Selection:
_ _ _ _ _

Perform PCA on datasets and visualize

In [None]:
# Zip up all dataset options
dataset_options = zip(
    datasets,
    dataset_names)

for dataset, dataset_name in dataset_options:

    X = dataset.data
    y = dataset.target
    names = dataset.target_names

    n_dim = X.shape[-1]

    # TODO: Instantiate PCA with 2 components (dimensions)
    pca = None

    # TODO: Fit PCA to data


    # TODO: Use PCA to project (transform) all data points to lower dimensions
    Z = None

    # TODO: Create figure
    fig = None

    # TODO: Create super title 'Visualization of {} dataset projected from {} dimensions to a 2-dimensional subspace'

    # TODO: Instantiate axis for subplot of a 1 x 1 figure
    ax = None

    # Iterate through each class and plot them into the figure as scatter plot with different colors
    for label, color, name in zip(np.sort(np.unique(y)), colors, names):

        # TODO: Select from projected points the ones belonging to current class
        idx = None
        Z_label = None

        # TODO: Plot using scatter for selected points with associated color
        # set the points label as name, set alpha to 0.5

    # TODO: Turn on legend and set loc to best


Test generalization of the learned subspace through reconstruction loss

In [None]:
# Number of dimensions of subspace
dataset_components_list = [
    # For iris dataset
    range(1, 5),
    # For wine dataset
    range(1, 14)

_ _ _ _ _

Challenge 1:
Name each variable that the PCA code assigns the value None.
This listing has no connection to the PCA code.

Stored items
_ _ _ _ _

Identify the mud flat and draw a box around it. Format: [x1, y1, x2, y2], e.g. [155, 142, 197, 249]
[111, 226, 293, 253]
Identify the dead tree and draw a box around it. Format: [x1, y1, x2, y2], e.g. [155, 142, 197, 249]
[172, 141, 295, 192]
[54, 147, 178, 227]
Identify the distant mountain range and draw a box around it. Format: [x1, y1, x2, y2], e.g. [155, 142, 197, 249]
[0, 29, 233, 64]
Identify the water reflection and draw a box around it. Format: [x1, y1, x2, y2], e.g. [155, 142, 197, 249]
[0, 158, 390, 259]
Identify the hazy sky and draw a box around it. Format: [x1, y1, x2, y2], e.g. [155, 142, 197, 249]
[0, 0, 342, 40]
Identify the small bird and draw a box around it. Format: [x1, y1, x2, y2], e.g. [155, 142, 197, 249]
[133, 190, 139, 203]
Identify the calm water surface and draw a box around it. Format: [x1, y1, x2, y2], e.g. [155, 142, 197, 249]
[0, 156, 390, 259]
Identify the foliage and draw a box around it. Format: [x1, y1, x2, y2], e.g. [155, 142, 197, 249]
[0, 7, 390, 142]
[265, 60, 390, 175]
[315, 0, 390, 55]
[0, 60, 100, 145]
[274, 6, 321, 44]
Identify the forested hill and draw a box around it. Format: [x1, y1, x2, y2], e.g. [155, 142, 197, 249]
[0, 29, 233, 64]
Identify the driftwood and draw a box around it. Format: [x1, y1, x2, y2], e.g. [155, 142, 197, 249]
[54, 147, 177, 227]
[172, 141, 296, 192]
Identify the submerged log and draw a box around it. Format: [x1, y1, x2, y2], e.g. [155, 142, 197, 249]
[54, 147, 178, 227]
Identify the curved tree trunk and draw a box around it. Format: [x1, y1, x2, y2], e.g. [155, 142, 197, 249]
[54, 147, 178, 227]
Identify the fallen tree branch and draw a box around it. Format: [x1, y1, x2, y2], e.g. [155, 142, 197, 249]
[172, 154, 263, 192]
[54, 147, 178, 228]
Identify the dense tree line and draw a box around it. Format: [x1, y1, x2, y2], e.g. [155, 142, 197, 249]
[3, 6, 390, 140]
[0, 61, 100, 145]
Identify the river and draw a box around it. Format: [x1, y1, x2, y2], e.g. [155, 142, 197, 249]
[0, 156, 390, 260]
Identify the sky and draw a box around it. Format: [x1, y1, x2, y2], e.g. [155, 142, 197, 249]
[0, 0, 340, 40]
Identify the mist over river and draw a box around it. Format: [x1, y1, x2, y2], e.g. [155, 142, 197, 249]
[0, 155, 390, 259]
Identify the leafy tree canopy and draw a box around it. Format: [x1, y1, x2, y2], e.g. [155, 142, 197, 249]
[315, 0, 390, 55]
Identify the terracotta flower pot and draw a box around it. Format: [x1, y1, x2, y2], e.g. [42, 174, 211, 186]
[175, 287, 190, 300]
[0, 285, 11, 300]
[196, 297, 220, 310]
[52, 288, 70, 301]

_ _ _ _ _

Challenge 2:
Rewrite the listing from its first line through the line with "[274, 6, 321, 44]", changing "box" to "rectangle" wherever it occurs and leaving everything else as it is. Give only those lines.

Final result 1:
pca, Z, fig, ax, idx, Z_label

Final result 2:
Identify the mud flat and draw a rectangle around it. Format: [x1, y1, x2, y2], e.g. [155, 142, 197, 249]
[111, 226, 293, 253]
Identify the dead tree and draw a rectangle around it. Format: [x1, y1, x2, y2], e.g. [155, 142, 197, 249]
[172, 141, 295, 192]
[54, 147, 178, 227]
Identify the distant mountain range and draw a rectangle around it. Format: [x1, y1, x2, y2], e.g. [155, 142, 197, 249]
[0, 29, 233, 64]
Identify the water reflection and draw a rectangle around it. Format: [x1, y1, x2, y2], e.g. [155, 142, 197, 249]
[0, 158, 390, 259]
Identify the hazy sky and draw a rectangle around it. Format: [x1, y1, x2, y2], e.g. [155, 142, 197, 249]
[0, 0, 342, 40]
Identify the small bird and draw a rectangle around it. Format: [x1, y1, x2, y2], e.g. [155, 142, 197, 249]
[133, 190, 139, 203]
Identify the calm water surface and draw a rectangle around it. Format: [x1, y1, x2, y2], e.g. [155, 142, 197, 249]
[0, 156, 390, 259]
Identify the foliage and draw a rectangle around it. Format: [x1, y1, x2, y2], e.g. [155, 142, 197, 249]
[0, 7, 390, 142]
[265, 60, 390, 175]
[315, 0, 390, 55]
[0, 60, 100, 145]
[274, 6, 321, 44]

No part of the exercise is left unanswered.